**Problem description**
Lay out the lines as a Markdown table, starting at the line that contains "Scouting task: drop one point on every instance of the woman" and continuing through the end of the items. Use a column named No. for the row number and a column named Text for the line, and skip any blank lines.

START The input

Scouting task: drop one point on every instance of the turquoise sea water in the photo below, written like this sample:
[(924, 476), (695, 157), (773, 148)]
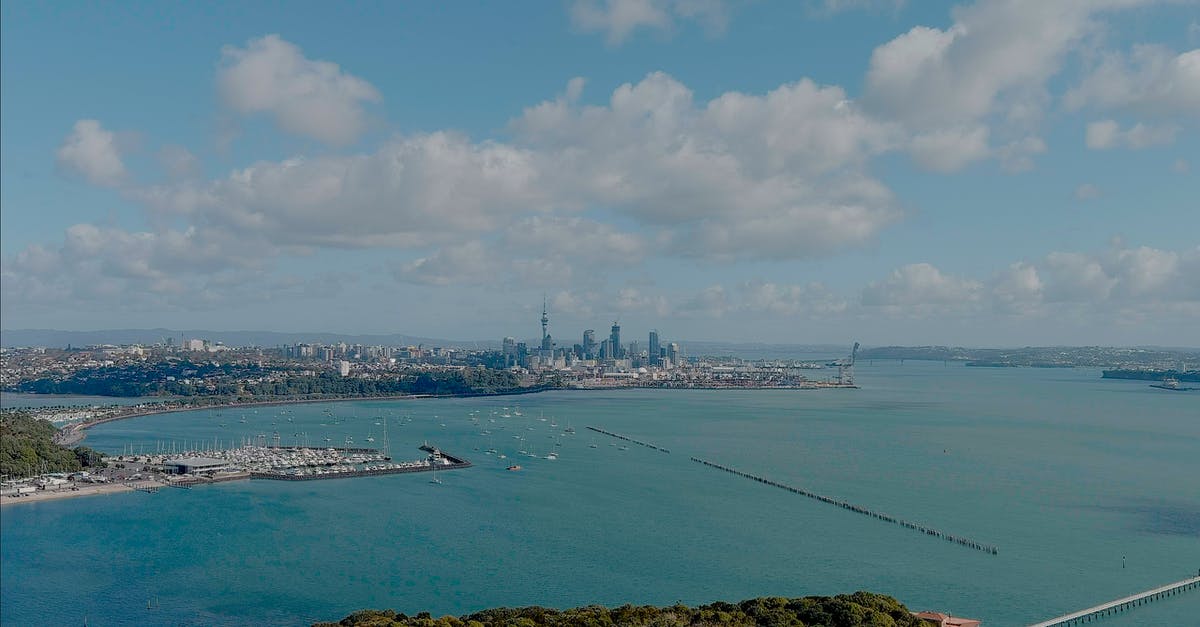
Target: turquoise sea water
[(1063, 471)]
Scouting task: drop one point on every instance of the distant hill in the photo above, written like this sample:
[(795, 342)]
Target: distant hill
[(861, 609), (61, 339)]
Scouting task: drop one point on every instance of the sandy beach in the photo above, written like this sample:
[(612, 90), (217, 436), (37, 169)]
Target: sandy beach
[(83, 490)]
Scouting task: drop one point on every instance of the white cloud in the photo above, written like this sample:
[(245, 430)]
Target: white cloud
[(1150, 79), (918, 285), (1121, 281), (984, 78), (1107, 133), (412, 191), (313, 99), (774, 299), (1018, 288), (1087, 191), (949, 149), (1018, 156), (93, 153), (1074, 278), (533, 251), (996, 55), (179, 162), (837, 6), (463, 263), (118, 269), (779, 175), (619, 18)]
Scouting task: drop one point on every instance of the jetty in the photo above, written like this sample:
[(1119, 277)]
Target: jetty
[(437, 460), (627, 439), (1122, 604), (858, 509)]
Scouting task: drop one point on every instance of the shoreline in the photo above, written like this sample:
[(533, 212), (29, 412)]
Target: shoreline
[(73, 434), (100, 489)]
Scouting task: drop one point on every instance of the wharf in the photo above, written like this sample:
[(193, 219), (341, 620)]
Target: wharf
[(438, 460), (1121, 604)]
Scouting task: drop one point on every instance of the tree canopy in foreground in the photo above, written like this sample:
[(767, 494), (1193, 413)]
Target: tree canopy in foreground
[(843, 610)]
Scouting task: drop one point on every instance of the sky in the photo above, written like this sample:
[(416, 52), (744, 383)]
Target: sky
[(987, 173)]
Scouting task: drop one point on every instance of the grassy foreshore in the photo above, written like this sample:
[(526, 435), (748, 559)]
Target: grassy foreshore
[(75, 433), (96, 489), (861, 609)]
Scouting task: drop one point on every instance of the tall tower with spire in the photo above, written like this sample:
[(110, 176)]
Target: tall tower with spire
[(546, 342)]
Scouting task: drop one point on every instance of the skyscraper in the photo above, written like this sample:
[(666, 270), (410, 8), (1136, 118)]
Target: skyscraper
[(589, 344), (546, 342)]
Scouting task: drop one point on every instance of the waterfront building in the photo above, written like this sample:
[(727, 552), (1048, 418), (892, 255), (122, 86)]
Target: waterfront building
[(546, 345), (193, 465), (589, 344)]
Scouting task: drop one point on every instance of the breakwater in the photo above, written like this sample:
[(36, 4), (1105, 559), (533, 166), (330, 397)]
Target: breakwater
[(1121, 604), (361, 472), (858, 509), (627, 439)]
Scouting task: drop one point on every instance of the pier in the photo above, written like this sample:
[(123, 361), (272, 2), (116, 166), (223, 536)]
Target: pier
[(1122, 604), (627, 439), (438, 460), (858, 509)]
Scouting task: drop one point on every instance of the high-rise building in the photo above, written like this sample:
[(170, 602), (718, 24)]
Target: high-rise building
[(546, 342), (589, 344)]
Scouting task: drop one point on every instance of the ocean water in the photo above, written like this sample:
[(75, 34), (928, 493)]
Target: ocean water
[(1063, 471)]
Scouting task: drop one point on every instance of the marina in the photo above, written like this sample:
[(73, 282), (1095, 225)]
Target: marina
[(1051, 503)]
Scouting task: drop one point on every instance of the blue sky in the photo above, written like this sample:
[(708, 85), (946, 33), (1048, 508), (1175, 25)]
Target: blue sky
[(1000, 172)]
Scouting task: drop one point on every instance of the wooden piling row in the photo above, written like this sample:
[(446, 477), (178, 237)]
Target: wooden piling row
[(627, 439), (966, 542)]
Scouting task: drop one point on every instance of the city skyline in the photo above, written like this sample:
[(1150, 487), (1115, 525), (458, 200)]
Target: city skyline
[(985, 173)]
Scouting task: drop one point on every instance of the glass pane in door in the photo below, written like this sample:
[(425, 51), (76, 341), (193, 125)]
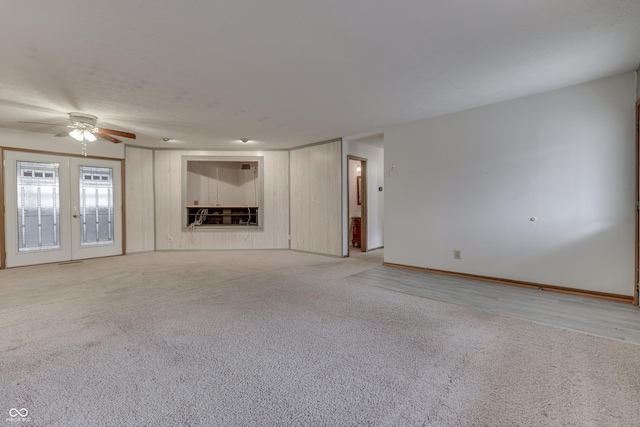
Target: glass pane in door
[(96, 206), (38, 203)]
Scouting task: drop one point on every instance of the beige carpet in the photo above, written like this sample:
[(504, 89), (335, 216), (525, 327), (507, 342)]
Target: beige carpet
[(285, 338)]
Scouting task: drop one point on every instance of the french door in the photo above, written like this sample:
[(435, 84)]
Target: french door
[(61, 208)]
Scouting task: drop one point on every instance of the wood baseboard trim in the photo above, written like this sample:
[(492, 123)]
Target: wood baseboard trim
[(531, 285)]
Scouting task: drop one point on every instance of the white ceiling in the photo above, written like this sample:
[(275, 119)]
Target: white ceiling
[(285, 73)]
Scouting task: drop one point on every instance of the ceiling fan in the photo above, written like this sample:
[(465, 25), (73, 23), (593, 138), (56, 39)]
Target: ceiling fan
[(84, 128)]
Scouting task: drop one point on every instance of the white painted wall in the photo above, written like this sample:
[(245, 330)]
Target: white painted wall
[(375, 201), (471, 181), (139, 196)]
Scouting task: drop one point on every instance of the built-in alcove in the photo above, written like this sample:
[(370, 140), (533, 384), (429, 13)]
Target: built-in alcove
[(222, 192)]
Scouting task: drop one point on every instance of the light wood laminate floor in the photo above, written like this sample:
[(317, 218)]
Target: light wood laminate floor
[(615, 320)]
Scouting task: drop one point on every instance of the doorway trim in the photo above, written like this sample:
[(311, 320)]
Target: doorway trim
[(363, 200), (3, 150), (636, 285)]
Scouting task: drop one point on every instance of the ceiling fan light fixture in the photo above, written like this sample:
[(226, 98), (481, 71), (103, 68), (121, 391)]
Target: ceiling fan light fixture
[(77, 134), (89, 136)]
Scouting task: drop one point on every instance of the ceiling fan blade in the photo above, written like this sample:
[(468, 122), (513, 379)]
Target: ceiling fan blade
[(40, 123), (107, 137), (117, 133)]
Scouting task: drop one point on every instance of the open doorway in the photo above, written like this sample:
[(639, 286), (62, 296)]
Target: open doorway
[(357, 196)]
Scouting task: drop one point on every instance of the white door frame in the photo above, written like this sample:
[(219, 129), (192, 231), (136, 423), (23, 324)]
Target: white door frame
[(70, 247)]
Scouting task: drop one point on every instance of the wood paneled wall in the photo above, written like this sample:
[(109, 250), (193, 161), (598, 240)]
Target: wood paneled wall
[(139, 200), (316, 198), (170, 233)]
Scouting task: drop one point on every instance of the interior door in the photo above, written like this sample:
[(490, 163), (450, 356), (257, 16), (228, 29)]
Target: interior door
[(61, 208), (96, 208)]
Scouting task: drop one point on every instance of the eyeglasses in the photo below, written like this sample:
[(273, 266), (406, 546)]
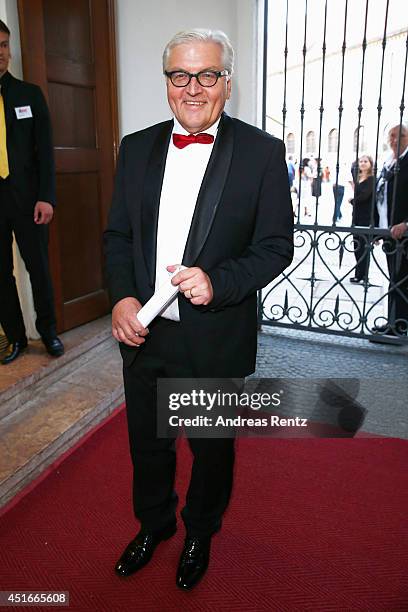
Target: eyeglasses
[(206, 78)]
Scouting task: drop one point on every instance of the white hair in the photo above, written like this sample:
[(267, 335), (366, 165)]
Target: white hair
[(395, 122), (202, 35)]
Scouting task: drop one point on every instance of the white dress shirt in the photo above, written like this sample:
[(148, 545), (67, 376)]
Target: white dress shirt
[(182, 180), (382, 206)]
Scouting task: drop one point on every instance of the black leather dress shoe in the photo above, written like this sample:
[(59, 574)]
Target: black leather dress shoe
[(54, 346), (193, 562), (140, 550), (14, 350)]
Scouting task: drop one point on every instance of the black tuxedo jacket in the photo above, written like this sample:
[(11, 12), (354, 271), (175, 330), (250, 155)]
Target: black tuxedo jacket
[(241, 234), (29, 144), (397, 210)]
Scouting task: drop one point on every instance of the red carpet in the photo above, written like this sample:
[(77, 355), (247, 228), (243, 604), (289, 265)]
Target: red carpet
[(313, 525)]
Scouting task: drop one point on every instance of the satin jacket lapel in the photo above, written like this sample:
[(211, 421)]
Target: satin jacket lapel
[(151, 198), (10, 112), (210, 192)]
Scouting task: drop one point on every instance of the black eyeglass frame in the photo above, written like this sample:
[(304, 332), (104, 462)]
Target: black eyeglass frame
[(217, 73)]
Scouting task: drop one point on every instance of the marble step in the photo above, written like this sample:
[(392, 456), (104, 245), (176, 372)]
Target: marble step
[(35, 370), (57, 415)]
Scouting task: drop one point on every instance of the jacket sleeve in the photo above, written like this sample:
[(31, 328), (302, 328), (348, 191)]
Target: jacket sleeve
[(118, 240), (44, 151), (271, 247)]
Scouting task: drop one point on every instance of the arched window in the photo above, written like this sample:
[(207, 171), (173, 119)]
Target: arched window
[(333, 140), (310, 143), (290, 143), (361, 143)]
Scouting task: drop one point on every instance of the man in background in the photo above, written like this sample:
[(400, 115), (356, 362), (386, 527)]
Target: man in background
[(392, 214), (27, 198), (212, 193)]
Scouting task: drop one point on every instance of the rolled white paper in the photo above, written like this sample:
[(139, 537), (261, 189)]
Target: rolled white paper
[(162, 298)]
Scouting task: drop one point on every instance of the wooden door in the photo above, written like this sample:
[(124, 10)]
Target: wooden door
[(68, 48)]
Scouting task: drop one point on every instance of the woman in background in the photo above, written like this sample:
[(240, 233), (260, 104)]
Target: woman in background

END The input

**Response for this exercise**
| No. | Text |
|---|---|
| 1 | Scouting task: drop one point on every instance of the woman in background in the photo above, written like this sample: |
| 2 | [(240, 233), (260, 104)] |
| 3 | Target: woman in background |